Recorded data
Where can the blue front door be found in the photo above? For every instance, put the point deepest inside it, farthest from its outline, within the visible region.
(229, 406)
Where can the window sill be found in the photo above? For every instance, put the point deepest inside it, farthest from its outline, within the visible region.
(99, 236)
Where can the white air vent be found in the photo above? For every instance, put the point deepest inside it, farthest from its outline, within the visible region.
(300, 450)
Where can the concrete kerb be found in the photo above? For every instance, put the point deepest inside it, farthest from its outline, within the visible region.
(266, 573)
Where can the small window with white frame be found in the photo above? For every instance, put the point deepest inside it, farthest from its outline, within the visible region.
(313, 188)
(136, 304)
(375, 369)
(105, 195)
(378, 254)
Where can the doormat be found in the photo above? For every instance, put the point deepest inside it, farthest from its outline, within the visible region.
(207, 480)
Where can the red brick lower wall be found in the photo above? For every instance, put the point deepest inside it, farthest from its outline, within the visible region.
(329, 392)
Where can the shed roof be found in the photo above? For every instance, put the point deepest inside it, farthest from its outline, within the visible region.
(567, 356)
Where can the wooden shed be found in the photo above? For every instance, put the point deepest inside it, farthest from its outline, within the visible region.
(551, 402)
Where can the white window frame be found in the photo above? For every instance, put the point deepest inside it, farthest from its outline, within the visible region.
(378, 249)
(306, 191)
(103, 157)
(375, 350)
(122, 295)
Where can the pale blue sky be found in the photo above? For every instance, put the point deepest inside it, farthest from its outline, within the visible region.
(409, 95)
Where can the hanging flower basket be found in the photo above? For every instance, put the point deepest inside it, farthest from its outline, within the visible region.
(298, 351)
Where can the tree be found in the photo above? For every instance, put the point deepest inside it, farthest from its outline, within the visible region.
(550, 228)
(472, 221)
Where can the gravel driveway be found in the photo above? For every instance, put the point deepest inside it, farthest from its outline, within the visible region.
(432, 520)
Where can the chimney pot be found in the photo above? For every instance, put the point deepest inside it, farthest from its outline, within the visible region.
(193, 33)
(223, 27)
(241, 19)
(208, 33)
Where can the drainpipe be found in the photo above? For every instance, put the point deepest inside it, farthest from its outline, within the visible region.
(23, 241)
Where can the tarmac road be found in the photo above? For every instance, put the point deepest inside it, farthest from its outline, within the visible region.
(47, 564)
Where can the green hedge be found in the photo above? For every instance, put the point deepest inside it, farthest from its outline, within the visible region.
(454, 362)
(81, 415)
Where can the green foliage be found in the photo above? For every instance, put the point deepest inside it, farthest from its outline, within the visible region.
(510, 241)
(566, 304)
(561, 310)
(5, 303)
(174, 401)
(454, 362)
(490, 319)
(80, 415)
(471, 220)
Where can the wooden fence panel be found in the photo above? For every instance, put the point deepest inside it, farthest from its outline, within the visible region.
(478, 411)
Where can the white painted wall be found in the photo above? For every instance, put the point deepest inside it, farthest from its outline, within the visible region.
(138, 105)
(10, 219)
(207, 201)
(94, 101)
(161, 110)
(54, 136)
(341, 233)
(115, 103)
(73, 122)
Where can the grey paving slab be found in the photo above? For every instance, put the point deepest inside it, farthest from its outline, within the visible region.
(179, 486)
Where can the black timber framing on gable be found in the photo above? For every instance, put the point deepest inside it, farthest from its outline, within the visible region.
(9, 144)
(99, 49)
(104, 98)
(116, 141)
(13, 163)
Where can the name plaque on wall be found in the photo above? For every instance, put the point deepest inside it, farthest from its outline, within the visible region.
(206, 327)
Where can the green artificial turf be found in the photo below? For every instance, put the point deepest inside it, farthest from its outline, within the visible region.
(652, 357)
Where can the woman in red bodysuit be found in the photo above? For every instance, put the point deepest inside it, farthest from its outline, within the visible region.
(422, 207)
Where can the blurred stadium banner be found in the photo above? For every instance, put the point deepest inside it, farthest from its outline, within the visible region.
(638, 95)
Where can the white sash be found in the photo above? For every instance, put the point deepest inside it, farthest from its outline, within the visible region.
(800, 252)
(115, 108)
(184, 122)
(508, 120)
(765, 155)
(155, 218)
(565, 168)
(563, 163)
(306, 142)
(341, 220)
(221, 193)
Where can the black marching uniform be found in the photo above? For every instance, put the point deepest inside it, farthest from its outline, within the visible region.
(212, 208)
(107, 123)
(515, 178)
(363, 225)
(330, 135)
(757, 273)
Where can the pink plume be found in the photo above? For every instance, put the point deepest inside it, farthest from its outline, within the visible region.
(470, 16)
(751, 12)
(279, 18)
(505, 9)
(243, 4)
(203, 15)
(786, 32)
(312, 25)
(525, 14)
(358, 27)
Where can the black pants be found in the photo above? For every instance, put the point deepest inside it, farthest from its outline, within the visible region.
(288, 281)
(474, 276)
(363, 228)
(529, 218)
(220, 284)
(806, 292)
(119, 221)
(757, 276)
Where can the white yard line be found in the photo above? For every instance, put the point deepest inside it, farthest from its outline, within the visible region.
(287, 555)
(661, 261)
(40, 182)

Stated exercise
Output every line of the listing above as a JSON array of strings, one string per line, with blank lines omitted.

Problem solution
[
  "Where can the blue front door be found in the photo above? For every instance, put the point deepest inside it, farthest from its outline, within the visible region.",
  "(229, 406)",
  "Where can the window sill be found in the photo above? For every instance, put the point deepest inside it, farthest from its outline, within the visible region.",
  "(99, 236)",
  "Where can the white air vent be found in the photo above? For every instance, put the point deepest inside it, farthest from its outline, within the visible region.",
  "(300, 450)",
  "Where can the concrete kerb be found in the photo above? For every instance, put the point deepest inside it, farthest from its outline, within the visible region.",
  "(266, 573)",
  "Where can the small window with white frame be found in the photo above? For every instance, put the point deepest inside it, farthest from its outline, within the visible region.",
  "(313, 188)",
  "(136, 304)",
  "(375, 369)",
  "(105, 195)",
  "(378, 254)",
  "Where can the doormat be found in the photo above? For every instance, put the point deepest inside it, farthest from its outline, within the visible region.",
  "(207, 480)",
  "Where can the red brick lower wall be found in the photo above? For every instance, put the point deepest inside it, farthest from its outline, within the visible region.",
  "(329, 392)",
  "Where can the shed roof be found in the photo above? For every instance, put the point deepest inside it, farthest from its outline, within the visible region.",
  "(567, 356)",
  "Where can the wooden shed be found in the photo above? For every instance, put the point deepest inside it, farthest from its outline, within the visible region.",
  "(551, 402)",
  "Where can the white window frame be found in the photo above? For every instance, put the point deepest inside it, farthest from its outline, within the visible region.",
  "(378, 249)",
  "(306, 191)",
  "(103, 157)",
  "(375, 350)",
  "(122, 295)",
  "Where can the pale blue sky be found in the photo above? For every instance, put the point deepest inside it, farthest from its outline, within the visible region.",
  "(409, 95)",
  "Where can the hanging flower basket be found in the photo above? For every instance, put the point deepest inside it, farthest from its outline, within the visible region.",
  "(298, 351)",
  "Where can the tree be found in the photo above? For every instance, put the point deepest inside it, farthest from its outline, within the visible region.",
  "(550, 228)",
  "(472, 221)",
  "Where can the gravel driveway be found in the photo above? For every instance, put the point deepest inside it, farthest from its outline, within the visible region.",
  "(432, 520)",
  "Where can the chimney pot be found in the photo above? For every instance, put the point deepest inside it, farthest from its outline, within the visible region.",
  "(193, 33)",
  "(223, 27)",
  "(241, 19)",
  "(208, 33)",
  "Where can the drainpipe be found in the photo above? For every instance, put the point deepest inside it, farthest from its outline, within the visible region.",
  "(23, 241)",
  "Where can the tarmac road be found in the photo above? For every instance, put the point deepest inside it, farthest from its outline, within the visible region.",
  "(47, 564)",
  "Where can the green hedge be found in the photo above? For every instance, put the point deepest inside it, farthest from its outline, within the visible region.",
  "(454, 362)",
  "(81, 415)",
  "Where can the green foliage be found in the photo above? For every instance, put the point deepest inside it, farthest from its outline, within the visible region.",
  "(510, 241)",
  "(566, 304)",
  "(561, 310)",
  "(5, 303)",
  "(174, 401)",
  "(454, 362)",
  "(490, 319)",
  "(80, 415)",
  "(471, 220)",
  "Where can the wooden fence panel be found in the photo above? For every instance, put the point deepest inside it, farthest from its outline, within the visible region.",
  "(478, 411)",
  "Where can the white painted wall be found in the photo above? For every instance, put the point deepest inside it, farthest from its outline, within the visible region.",
  "(138, 105)",
  "(10, 219)",
  "(207, 201)",
  "(94, 101)",
  "(161, 110)",
  "(54, 136)",
  "(341, 233)",
  "(115, 103)",
  "(73, 122)",
  "Where can the grey paving slab be found in the photo above? For every instance, put the point deepest inside it, farthest from its outline, within the visible region.",
  "(179, 486)",
  "Where can the black timber framing on gable be found in the photo above? For every instance, put the point deepest inside it, farthest from its outline, within the visible region.",
  "(9, 144)",
  "(99, 49)",
  "(104, 98)",
  "(116, 141)",
  "(13, 163)",
  "Where can the name plaque on wall be found in the photo above? For every instance, put the point deepest inside it, farthest from its outline, within the visible region.",
  "(206, 327)",
  "Where can the green artificial turf be found in the photo below? For every instance, put the point deepest inside it, farthest from its outline, within the visible region.",
  "(652, 357)",
  "Where can the woman in red bodysuit be found in the photo above? For every instance, put the point deepest inside it, farthest from its outline, within the visible region.",
  "(422, 207)",
  "Where can the blurred stadium banner be found in the photo above? For every instance, put the point deepest inside it, farthest from its outline, within the visible region.",
  "(638, 95)",
  "Where can the white sash be found in the photo above? For every instance, put the point deepest inside it, farthest from its outline, within the visible region.",
  "(800, 252)",
  "(115, 108)",
  "(184, 122)",
  "(508, 120)",
  "(765, 155)",
  "(155, 218)",
  "(565, 168)",
  "(563, 163)",
  "(306, 142)",
  "(341, 220)",
  "(221, 193)",
  "Where can the black marching uniform be found in the photo above? For every instance, put the point deepest inside it, farthest from its outline, within the visible region.",
  "(212, 208)",
  "(107, 123)",
  "(515, 178)",
  "(363, 225)",
  "(330, 135)",
  "(757, 273)",
  "Where can the pink plume be found in the photo above? For every instance, put the point deepest inside it, farthest from its outline, within the visible region.",
  "(470, 16)",
  "(751, 12)",
  "(279, 18)",
  "(505, 9)",
  "(243, 4)",
  "(203, 15)",
  "(786, 32)",
  "(312, 25)",
  "(525, 14)",
  "(358, 27)",
  "Where can the black pants be found in the photo above? For every instance, put the point deepest inside it, farthest from its outline, within the visible region.",
  "(288, 281)",
  "(474, 276)",
  "(363, 228)",
  "(529, 218)",
  "(220, 284)",
  "(806, 292)",
  "(119, 221)",
  "(757, 276)",
  "Where can the white yard line be found in the photo above? For every instance, put the point deepest inside it, farthest from its outline, within the visible region.",
  "(287, 555)",
  "(661, 261)",
  "(40, 182)"
]